[BEGIN Dataset entries]
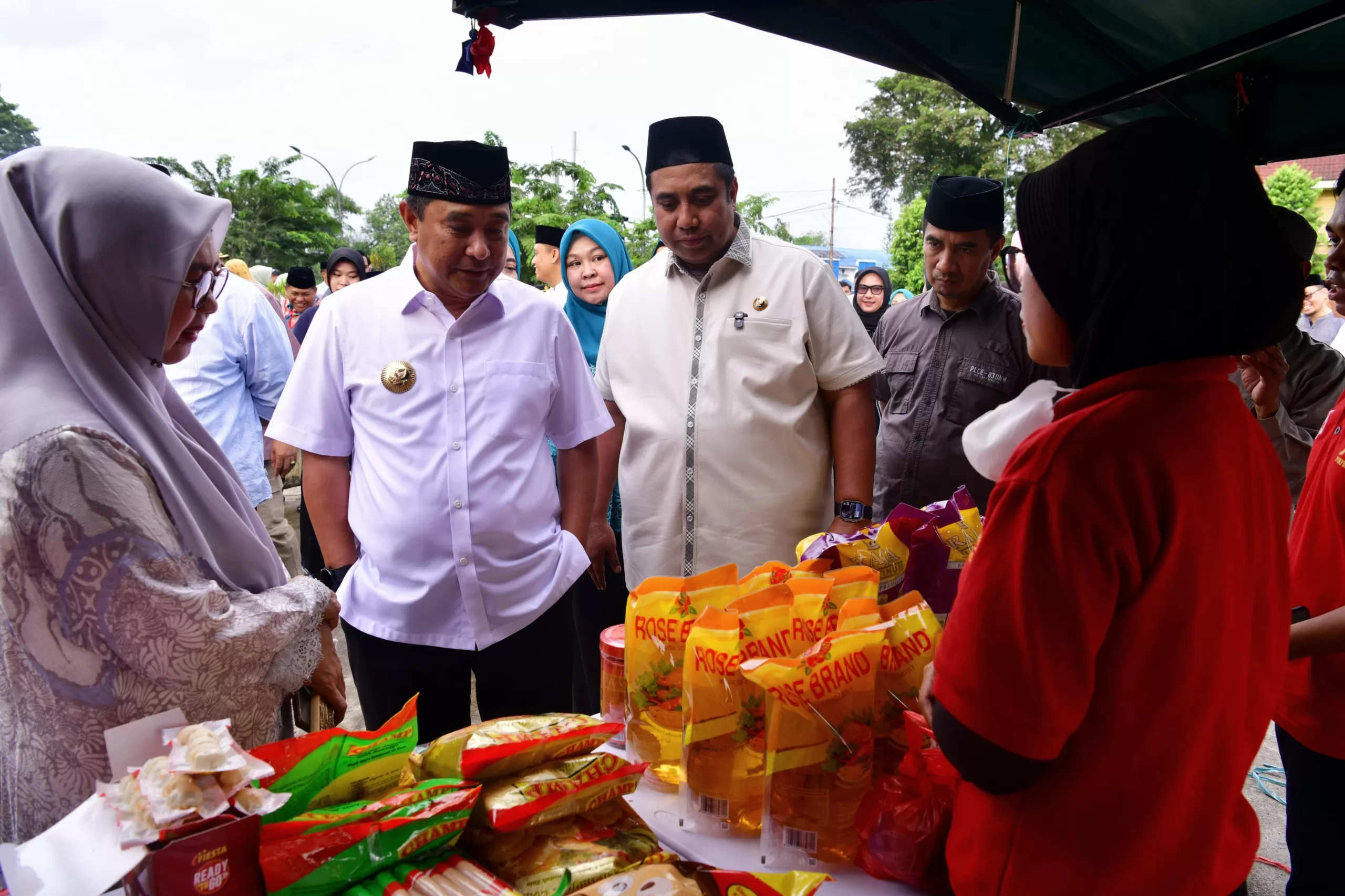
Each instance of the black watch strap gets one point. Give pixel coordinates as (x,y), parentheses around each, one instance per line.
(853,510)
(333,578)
[END Dataset entries]
[BEGIN Dataset entries]
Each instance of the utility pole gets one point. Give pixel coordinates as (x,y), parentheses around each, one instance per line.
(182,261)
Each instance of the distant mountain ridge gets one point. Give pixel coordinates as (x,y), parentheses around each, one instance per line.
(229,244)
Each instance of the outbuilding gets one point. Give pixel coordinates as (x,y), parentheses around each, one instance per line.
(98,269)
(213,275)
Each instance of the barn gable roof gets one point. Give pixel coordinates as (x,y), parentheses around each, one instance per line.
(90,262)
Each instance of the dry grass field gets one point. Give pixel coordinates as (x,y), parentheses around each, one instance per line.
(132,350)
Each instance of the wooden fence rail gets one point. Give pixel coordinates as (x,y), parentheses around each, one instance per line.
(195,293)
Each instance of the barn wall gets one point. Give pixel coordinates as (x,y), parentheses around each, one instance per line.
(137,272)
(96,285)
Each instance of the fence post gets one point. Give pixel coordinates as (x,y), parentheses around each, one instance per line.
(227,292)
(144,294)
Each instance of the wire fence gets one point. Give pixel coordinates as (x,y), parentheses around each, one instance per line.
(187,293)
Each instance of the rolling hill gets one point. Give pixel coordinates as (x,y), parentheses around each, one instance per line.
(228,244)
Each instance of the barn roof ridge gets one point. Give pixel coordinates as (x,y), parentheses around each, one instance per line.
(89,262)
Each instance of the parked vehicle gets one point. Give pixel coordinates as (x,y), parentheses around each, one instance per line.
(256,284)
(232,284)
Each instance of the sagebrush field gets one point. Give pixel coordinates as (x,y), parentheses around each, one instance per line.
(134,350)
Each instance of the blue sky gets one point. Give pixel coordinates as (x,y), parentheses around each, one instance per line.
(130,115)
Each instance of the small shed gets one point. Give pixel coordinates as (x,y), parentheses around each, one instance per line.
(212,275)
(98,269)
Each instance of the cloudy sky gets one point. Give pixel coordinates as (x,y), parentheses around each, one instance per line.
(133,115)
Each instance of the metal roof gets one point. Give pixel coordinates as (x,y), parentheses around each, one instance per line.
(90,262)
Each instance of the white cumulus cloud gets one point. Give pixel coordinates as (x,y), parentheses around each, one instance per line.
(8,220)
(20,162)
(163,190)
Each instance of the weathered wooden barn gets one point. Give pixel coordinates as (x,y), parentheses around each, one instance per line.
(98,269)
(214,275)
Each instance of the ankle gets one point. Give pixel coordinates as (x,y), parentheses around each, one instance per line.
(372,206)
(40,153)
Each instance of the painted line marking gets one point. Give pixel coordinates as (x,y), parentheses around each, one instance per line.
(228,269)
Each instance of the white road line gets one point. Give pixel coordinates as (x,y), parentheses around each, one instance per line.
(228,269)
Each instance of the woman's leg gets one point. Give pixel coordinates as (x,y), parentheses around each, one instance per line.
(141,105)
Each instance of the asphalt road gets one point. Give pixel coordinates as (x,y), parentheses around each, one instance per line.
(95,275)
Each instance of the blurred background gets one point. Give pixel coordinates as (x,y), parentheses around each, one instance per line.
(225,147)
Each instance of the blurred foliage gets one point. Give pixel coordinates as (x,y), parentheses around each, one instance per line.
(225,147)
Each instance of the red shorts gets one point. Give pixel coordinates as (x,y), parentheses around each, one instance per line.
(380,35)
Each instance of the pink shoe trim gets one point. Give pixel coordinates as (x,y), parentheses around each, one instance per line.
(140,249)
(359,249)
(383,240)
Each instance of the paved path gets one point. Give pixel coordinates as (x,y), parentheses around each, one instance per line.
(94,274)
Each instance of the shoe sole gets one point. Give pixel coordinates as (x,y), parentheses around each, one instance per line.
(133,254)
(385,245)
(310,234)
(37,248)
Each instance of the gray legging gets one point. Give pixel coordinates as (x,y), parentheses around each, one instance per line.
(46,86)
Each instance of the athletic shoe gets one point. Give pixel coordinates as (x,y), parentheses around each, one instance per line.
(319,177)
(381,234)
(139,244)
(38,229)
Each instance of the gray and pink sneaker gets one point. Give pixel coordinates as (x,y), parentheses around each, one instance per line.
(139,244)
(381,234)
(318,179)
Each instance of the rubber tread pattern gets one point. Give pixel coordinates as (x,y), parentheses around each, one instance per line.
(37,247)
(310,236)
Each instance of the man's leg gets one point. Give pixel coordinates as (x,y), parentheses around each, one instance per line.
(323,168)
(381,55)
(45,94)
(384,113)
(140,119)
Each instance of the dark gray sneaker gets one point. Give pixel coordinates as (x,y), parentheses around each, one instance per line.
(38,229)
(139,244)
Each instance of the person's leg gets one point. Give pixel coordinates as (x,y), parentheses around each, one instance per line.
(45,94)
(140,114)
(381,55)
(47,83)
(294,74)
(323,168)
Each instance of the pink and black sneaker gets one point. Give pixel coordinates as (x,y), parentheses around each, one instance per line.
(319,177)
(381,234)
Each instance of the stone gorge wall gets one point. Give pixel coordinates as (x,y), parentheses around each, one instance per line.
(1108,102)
[END Dataset entries]
Work to complete
How many of the lines above contain the word "ridge"? Reply with the number alone.

Written answer
2